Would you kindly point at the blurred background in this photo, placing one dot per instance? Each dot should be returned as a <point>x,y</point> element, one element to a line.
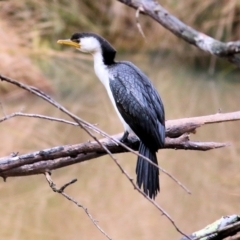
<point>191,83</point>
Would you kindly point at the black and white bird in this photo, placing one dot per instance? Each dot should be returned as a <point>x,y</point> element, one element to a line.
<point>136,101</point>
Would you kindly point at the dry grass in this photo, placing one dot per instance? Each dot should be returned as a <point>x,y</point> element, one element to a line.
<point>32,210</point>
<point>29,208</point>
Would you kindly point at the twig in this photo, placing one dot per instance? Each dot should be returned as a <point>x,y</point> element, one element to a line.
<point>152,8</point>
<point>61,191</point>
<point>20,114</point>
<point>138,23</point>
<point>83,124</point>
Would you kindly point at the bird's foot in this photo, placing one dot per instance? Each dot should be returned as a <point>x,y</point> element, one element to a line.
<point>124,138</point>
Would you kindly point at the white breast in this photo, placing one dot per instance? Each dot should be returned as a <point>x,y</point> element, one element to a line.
* * *
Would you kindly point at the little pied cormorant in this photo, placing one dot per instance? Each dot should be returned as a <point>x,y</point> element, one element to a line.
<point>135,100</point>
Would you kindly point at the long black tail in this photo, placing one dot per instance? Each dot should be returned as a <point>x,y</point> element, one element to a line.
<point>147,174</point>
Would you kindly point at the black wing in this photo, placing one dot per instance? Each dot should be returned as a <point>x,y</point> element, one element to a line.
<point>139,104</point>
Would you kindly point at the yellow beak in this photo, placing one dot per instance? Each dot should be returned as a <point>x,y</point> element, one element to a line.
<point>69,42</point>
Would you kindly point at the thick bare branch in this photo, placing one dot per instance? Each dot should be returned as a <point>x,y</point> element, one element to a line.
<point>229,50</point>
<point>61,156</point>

### Aim of the exercise
Starting at the line above that contains "Would you kindly point at the blurred", transcribe every line exactly through the line that contains "Would you kindly point at the white", including that last one, and skip the pictures.

### Result of this exercise
Would you kindly point at the blurred background in this photo, placing one dot per instance? Each dot should be returned as a <point>x,y</point> element, one element to a line.
<point>191,83</point>
Would you kindly point at the black and white bird in this photo, placing one dot per instance? Each dot should be returned as a <point>x,y</point> element, one element to a line.
<point>136,101</point>
Would you kindly point at the dry grass in this photo, placing one dot per instance? Each dot should be returned as a <point>x,y</point> element, one element to a line.
<point>32,210</point>
<point>29,208</point>
Would you kindly point at the twig in this photo, placing one dot per instance? Each dot should be returned as a <point>x,y</point> element, one element to a line.
<point>152,8</point>
<point>61,191</point>
<point>20,114</point>
<point>138,23</point>
<point>83,124</point>
Would you kindly point at the bird's foot in this photo, placing one dot per instance? Each dot should be returned as a <point>x,y</point> element, one element to a line.
<point>124,138</point>
Would you kindly point at the white breast in this photo, placing one dot per instance? Each dot should be returned as a <point>x,y</point> element, one element to a line.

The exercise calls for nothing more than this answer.